### READING PASSAGE ###
When there is cause for celebration and jubilation, everybody likes to join in. This was clearly evident from the reaction in the Pärnu Concert Hall to the appearance of one of the musical grands seigneurs, Neeme Järvi, back in front of a home audience. At 85 he can look back on a lifetime of achievement, conducting orchestras all over the world and earning a distinguished place in musical history for his extensive discography alone. Yet it was with the 20 string players of the Tallinn Chamber Orchestra that he chose to mark his own personal anniversary. It might be odd to begin a review with reference to the three orchestral encores, but they were testament to Järvi’s wide-ranging musical sympathies: Tubin’s Prelude, Leo Weiner’s Divertimento no. 1 and Sibelius’ Andante festivo, as well as being delivered with infectious enthusiasm by Järvi’s players.
###
_EXERCISE 1_
Give the concert review again, starting with "When there is" and going on through "by Järvi’s players.", but swap "string players" for "musicians".
_EXERCISE 2_
According to the concert review, how many string players from the Tallinn Chamber Orchestra performed with Järvi?
_EXERCISE 3_
Write what comes next in the concert review, picking up after its final sentence.
The lines after the concert review are separate material and not part of it.
### DATA EXCERPT ###
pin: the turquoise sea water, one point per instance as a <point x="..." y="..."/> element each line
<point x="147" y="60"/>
###
_ANSWER BOX 1_
When there is cause for celebration and jubilation, everybody likes to join in. This was clearly evident from the reaction in the Pärnu Concert Hall to the appearance of one of the musical grands seigneurs, Neeme Järvi, back in front of a home audience. At 85 he can look back on a lifetime of achievement, conducting orchestras all over the world and earning a distinguished place in musical history for his extensive discography alone. Yet it was with the 20 musicians of the Tallinn Chamber Orchestra that he chose to mark his own personal anniversary. It might be odd to begin a review with reference to the three orchestral encores, but they were testament to Järvi’s wide-ranging musical sympathies: Tubin’s Prelude, Leo Weiner’s Divertimento no. 1 and Sibelius’ Andante festivo, as well as being delivered with infectious enthusiasm by Järvi’s players.

_ANSWER BOX 2_
20

_ANSWER BOX 3_
Neeme Järvi and the Tallinn Chamber Orchestra
© Kaupo Kikkas | Pärnu Music Festival

Do some works play themselves? It might be thought so in the case of Mozart’s Eine kleine Nachtmusik, given its over-exposure and apparent simplicity. Yet it takes a musical genius to construct the essence of grace and elegance in the first place. Nor is a heavy hand on the tiller required to bring the three movements of this particular serenade to life. All Järvi needed was a succession of nods and nudges, a series of gentle tweaks, experience distilled and then discharged with a minimum of fuss. In the second movement Romanze the calibrated dynamics were one example of the fine detailing, with gentle rippling effects from the upper strings in the Menuetto and a spirit of effervescence in the concluding Rondo.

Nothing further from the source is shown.